:: Problem ::
After finding the line with "Target: wooden arrow pointing right" in the data below, set down exactly each line through the one with "Target: star decoration", inclusive, and stop there.

[Start of section]

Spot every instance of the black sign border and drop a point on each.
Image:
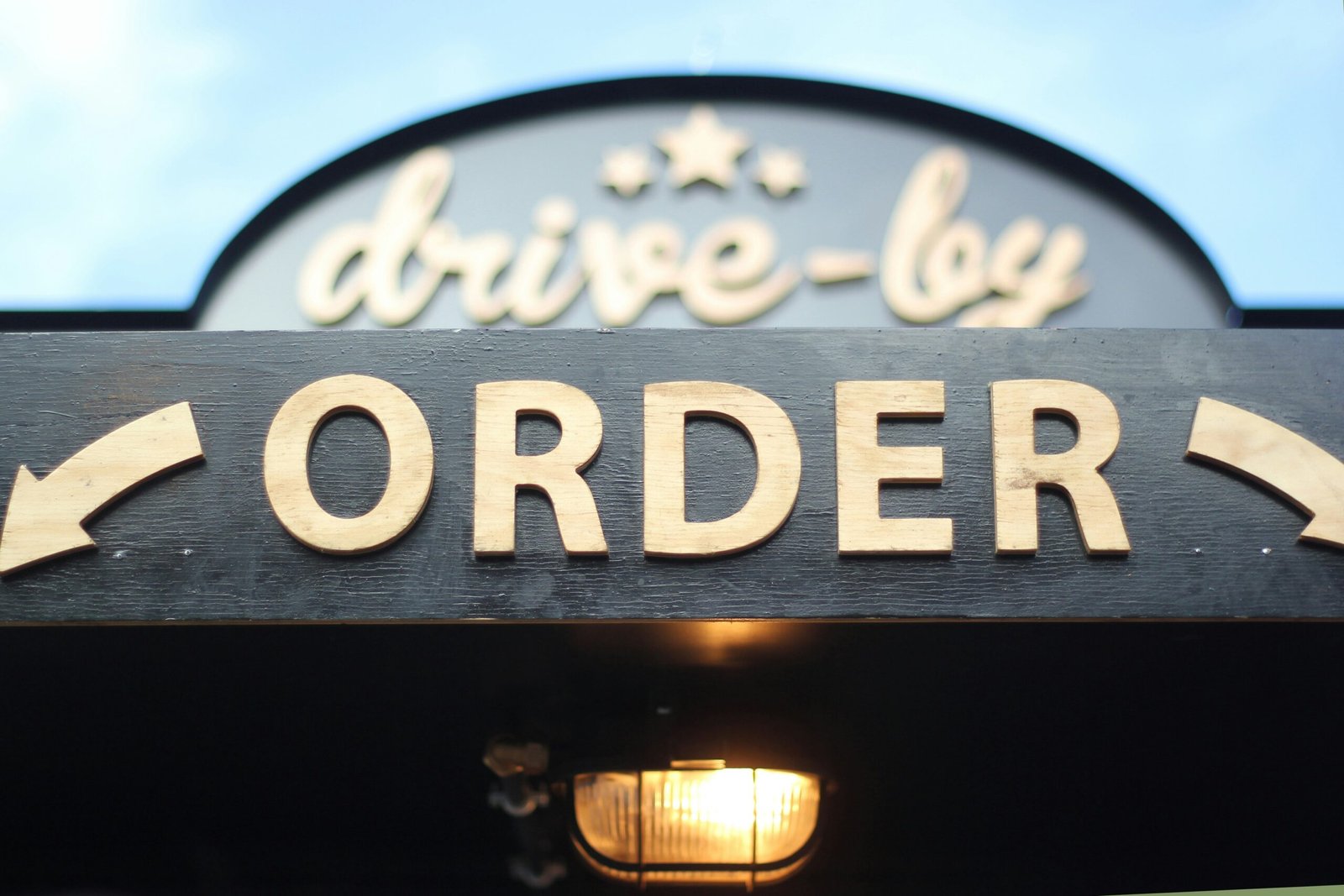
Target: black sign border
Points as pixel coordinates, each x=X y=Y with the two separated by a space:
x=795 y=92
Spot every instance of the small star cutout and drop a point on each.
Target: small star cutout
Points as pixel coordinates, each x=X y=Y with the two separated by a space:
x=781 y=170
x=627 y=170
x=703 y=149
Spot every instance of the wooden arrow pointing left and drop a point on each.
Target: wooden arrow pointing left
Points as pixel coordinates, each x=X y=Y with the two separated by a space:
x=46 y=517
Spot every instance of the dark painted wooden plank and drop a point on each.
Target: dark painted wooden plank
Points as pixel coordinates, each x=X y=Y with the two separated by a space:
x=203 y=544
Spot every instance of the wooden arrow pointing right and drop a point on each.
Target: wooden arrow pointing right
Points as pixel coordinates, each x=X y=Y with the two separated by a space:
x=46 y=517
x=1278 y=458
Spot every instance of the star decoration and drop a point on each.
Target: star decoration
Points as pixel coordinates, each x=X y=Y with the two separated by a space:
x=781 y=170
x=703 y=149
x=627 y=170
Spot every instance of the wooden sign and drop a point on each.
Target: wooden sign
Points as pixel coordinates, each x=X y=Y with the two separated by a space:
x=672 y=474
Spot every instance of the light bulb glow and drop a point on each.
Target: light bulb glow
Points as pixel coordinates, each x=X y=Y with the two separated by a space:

[End of section]

:: Task response ::
Target: wooden arrow pointing right
Points as pixel coordinates, each x=X y=Y with the two separated by a space:
x=46 y=517
x=1278 y=458
Spot every instance of the star decoration and drop a point on each.
Target: star decoration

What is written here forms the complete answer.